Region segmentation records
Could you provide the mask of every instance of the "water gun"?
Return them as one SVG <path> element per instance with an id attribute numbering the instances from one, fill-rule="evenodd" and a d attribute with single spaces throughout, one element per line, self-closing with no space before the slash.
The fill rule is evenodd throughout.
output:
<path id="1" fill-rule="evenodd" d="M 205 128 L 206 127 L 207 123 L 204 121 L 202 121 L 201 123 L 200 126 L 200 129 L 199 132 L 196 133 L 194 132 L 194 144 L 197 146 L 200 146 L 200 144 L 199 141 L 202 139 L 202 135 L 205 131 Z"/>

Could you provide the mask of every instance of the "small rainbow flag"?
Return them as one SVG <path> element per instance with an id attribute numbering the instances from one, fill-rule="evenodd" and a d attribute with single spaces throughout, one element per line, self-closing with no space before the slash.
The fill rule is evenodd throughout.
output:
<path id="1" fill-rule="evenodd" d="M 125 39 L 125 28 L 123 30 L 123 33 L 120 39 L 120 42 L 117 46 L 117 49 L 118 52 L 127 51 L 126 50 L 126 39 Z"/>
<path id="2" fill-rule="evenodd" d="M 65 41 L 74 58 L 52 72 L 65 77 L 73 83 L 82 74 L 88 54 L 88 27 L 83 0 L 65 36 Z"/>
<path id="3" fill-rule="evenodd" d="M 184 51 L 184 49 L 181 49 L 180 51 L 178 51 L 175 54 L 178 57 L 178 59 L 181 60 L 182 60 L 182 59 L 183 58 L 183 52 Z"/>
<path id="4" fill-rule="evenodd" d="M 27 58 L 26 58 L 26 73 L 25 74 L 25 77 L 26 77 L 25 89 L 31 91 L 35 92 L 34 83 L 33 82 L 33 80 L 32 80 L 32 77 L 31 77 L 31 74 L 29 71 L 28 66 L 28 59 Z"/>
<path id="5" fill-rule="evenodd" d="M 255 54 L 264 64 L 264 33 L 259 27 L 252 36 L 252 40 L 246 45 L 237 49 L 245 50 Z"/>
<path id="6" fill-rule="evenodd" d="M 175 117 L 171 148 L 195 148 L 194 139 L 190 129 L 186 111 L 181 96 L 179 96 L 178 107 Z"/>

**EXERCISE DETAILS**
Echo the lines of the region segmentation data above verbatim, starting with the first line and ending with the line containing "205 128 L 206", both included.

**SOLUTION**
Could you provide the mask of every instance of the "water gun"?
Return them as one SVG <path> element per instance with an id attribute numbering the instances from one, fill-rule="evenodd" and a d attribute with single spaces throughout, one element per line, self-closing with no space before the slash.
The fill rule is evenodd throughout.
output:
<path id="1" fill-rule="evenodd" d="M 205 128 L 206 127 L 207 123 L 204 121 L 202 121 L 201 123 L 200 126 L 200 129 L 199 132 L 196 133 L 194 132 L 194 144 L 197 146 L 200 146 L 200 144 L 199 141 L 202 139 L 202 135 L 205 131 Z"/>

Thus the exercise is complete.